▼

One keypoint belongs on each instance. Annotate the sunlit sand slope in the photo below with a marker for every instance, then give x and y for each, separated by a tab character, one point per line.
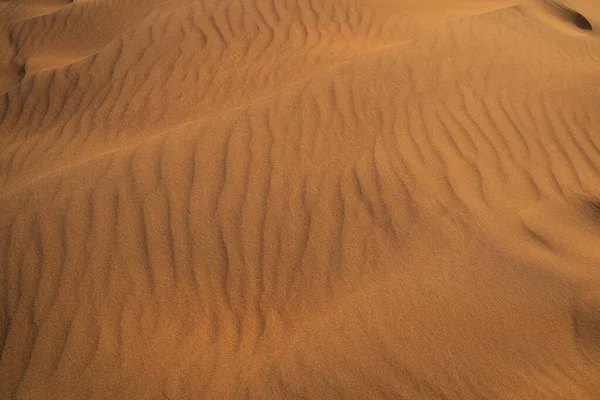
300	199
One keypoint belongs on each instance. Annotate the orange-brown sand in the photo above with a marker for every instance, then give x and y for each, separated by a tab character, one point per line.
300	199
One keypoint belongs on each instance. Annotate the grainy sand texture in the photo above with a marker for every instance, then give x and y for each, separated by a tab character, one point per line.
300	199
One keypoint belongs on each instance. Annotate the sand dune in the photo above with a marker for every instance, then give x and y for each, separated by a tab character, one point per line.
300	199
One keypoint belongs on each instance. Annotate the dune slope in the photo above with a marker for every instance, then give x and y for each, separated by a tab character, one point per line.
299	199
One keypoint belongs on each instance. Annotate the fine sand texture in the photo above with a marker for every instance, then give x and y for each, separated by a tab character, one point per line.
300	199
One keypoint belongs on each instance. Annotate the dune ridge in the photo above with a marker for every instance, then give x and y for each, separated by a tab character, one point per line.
299	199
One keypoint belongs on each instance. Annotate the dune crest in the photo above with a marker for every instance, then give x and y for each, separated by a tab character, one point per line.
291	199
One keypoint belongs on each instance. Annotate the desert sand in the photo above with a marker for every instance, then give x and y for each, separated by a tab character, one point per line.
299	199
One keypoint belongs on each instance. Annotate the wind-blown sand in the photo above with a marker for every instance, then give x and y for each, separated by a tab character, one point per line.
300	199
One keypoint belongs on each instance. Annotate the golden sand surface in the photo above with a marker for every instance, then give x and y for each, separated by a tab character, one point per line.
300	199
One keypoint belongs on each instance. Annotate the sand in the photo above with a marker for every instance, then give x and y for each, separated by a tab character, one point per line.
284	199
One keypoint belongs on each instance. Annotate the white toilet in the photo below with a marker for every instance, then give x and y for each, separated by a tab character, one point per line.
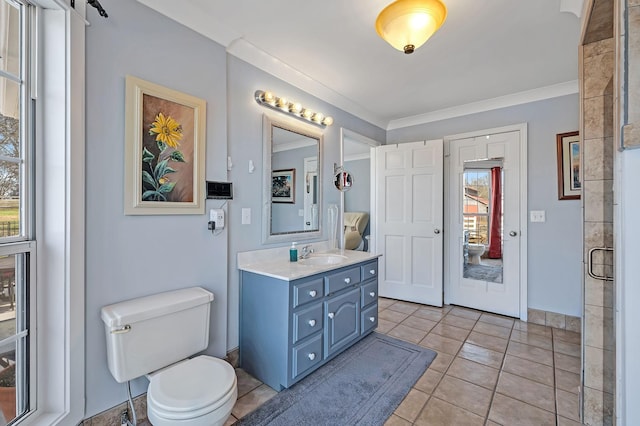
475	251
154	336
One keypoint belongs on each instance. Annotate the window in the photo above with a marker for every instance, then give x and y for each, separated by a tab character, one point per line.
17	248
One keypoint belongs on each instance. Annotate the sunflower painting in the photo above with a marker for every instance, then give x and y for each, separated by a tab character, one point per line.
166	153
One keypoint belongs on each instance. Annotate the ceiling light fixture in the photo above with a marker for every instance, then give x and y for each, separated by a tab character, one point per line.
269	100
408	24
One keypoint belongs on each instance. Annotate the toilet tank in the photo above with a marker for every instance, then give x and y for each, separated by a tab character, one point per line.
152	332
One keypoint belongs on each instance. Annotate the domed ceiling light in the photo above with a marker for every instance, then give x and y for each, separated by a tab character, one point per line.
408	24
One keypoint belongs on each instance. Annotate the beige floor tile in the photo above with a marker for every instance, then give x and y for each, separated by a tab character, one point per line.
385	326
465	313
441	343
419	323
567	381
482	355
441	413
492	330
568	405
428	382
412	405
465	395
404	307
542	330
429	314
252	400
532	339
532	353
442	362
566	348
490	342
451	332
396	421
528	391
567	363
509	411
531	370
566	336
459	321
407	333
392	316
497	320
473	372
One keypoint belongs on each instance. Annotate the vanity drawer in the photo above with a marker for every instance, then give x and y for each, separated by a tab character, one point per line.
369	293
369	270
306	322
369	318
343	279
307	292
306	355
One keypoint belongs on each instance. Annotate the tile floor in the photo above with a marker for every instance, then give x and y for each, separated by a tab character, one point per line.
490	370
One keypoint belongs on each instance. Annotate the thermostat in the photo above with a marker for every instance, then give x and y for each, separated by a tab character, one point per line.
220	190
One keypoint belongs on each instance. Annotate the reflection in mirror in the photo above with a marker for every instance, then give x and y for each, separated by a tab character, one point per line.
482	220
292	181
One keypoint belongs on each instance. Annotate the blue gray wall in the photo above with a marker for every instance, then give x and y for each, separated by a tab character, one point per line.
555	253
132	256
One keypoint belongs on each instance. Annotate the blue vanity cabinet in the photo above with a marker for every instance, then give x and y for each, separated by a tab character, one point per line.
288	329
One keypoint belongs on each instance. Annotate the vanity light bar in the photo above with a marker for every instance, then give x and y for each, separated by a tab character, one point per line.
269	100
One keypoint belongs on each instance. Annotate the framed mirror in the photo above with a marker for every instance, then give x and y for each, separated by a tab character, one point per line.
292	190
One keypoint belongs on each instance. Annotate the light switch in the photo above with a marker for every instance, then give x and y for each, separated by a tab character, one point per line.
246	216
537	216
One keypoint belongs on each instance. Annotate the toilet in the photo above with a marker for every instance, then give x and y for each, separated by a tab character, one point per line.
154	336
475	251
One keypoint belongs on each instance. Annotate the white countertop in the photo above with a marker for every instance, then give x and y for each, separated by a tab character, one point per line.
275	262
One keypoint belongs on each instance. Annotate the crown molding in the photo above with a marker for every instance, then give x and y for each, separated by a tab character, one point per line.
541	93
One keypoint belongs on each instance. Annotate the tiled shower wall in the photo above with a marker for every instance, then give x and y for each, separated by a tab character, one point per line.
598	341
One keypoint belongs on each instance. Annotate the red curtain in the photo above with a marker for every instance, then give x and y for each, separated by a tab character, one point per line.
495	239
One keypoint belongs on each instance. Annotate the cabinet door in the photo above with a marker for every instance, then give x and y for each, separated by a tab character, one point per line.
342	321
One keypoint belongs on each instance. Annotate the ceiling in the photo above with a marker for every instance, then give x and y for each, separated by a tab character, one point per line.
488	54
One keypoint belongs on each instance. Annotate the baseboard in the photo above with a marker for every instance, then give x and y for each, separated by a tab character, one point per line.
555	320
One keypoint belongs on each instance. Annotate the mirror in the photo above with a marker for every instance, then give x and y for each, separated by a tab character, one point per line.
343	181
482	212
292	189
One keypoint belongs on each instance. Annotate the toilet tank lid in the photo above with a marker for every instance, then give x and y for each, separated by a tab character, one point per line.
144	308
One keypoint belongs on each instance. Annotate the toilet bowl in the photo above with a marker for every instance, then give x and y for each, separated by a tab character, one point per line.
197	392
475	251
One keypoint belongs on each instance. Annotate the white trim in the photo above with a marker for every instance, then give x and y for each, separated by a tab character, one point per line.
541	93
522	129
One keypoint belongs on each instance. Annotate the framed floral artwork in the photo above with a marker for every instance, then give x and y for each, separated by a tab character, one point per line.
165	150
283	186
569	177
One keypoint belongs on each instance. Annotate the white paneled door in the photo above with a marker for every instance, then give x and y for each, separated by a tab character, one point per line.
409	180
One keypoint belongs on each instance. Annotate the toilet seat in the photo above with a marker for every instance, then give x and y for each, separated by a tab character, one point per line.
191	388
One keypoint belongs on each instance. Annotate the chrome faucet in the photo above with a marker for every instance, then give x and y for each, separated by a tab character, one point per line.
306	252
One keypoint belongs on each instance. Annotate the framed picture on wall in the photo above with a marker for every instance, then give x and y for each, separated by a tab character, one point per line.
283	186
569	176
164	150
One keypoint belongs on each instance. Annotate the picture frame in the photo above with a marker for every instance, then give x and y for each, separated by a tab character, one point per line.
283	186
165	134
569	173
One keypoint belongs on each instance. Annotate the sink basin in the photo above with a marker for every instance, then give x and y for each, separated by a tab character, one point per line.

▲

### Prompt
Give back exactly the lines from the one containing "One keypoint belongs on each instance. Annotate the chrome" to the end of the material, both ends included.

### Result of this exercise
One keypoint belongs on each instance. Annotate the chrome faucet in the photo above with a marker for every instance, then give x and y for each, separated by a tab character, one point per line.
306	252
One keypoint belongs on each instance. Annotate the framed picture on wall in the photo above with a marker for every instance, then give x and y for each, separated by a tab character, one point per line.
283	186
569	176
164	150
One keypoint belongs on each instance. Annotate the picture frame in the photo above with a marker for every instance, then give x and y for each, separated by a tab character, one point per line.
283	186
165	134
569	173
One keypoint belongs on each instance. Annotate the sink basin in the photo above with a marker for every instance, then give x and y for each, separated by a tab character, one point per line.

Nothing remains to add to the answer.